_Quelle_:
◆ ◆ ◆ ◆ ◆
Jugendschelte von Sokrates

Hallo Experten,
keine wirklich philosophische Frage, aber ich hoffe hier am ehesten auf einen Wissenden zu stoßen. Folgendes Zitat soll von Sokrates sein, es wird aber auch Zweifel an der Autorenschaft geäußert. Weiß jemand etwas genaueres?

„Die Jugend liebt heute den Luxus, sie hat schlechte Manieren, verachtet die Autorität, hat keinen Respekt mehr vor älteren Leuten und schwätzt statt zu arbeiten. Die Jugendlichen stehen nicht mehr auf, wenn Ältere das Zimmer betreten. Sie verschlingen bei Tisch die Speisen und legen die Beine übereinander. Sie widersprechen ihren Eltern und tyrannisieren ihre Lehrer.“

Gruß!
Christian

Hallo Christian,

Weiß jemand etwas genaueres?

Christoph Drösser weiß mehr
http://www.zeit.de/2004/16/Stimmts_Sokrates

Gandalf

„Die Jugend liebt heute den Luxus, sie hat schlechte Manieren,
verachtet die Autorität, hat keinen Respekt mehr vor älteren
Leuten und schwätzt statt zu arbeiten. Die Jugendlichen stehen
nicht mehr auf, wenn Ältere das Zimmer betreten. Sie
verschlingen bei Tisch die Speisen und legen die Beine
übereinander. Sie widersprechen ihren Eltern und tyrannisieren
ihre Lehrer.“

Hallo Christian!
◆ ◆ ◆ ◆ ◆
_Vorliegende Daten_:

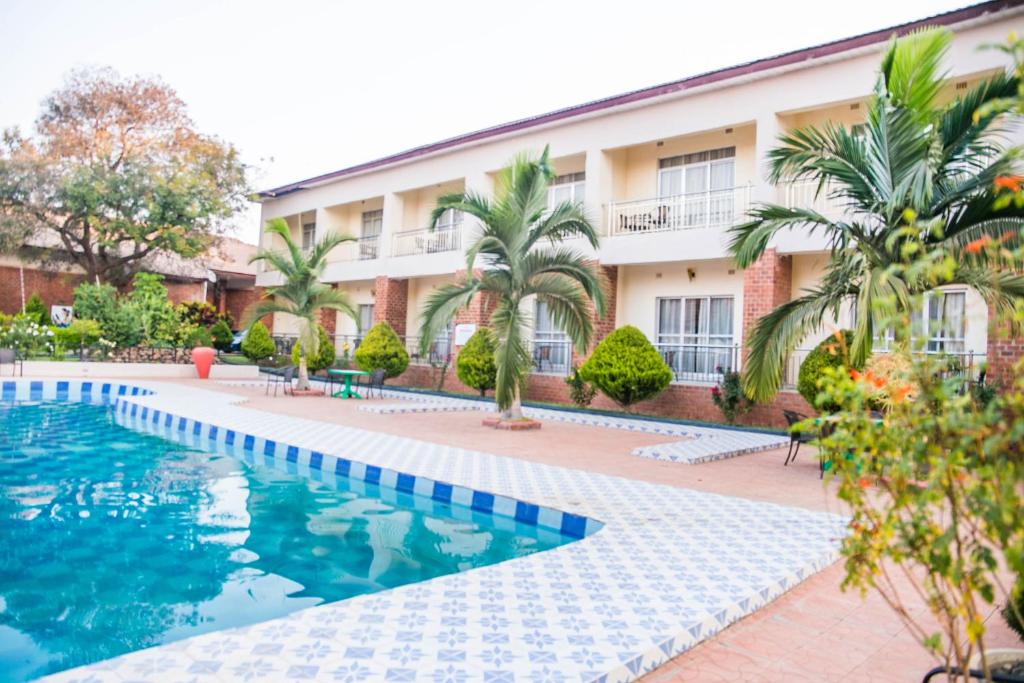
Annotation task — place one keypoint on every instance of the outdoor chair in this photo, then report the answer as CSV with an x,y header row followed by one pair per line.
x,y
284,379
796,437
9,355
374,381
◆ ◆ ◆ ◆ ◆
_Arbeitsauftrag 1_: Gib aus der Quelle den Abschnitt von „Jugendschelte von Sokrates“ bis „geäußert. Weiß jemand etwas genaueres?“ wortgetreu wieder.
_Arbeitsauftrag 2_: Welchem Philosophen soll das Zitat laut der Quelle zugeschrieben werden?

_Lösung 1_:
Jugendschelte von Sokrates

Hallo Experten,
keine wirklich philosophische Frage, aber ich hoffe hier am ehesten auf einen Wissenden zu stoßen. Folgendes Zitat soll von Sokrates sein, es wird aber auch Zweifel an der Autorenschaft geäußert. Weiß jemand etwas genaueres?

_Lösung 2_: Das Zitat soll von Sokrates stammen.